REQUIRED WORK:
Reproduce the text of every row with "instance" changed to "occurrence" wherever it appears, keeping everything else the same and omitting the pictures.

++++ DATA EXCERPTS

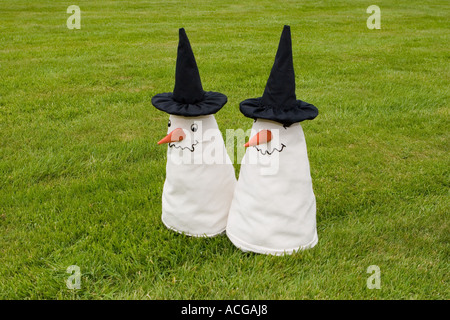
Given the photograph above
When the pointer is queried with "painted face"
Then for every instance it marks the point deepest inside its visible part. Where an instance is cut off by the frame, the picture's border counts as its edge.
(185, 133)
(267, 137)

++++++++

SOLUTION TO THE PROBLEM:
Given the photograph above
When the pointer is queried with "painted face"
Then for every occurrence it marks the point deepest inside its visible part. Where an occurrence is cut off by the frame, the picture's border counts as its edge.
(185, 133)
(267, 137)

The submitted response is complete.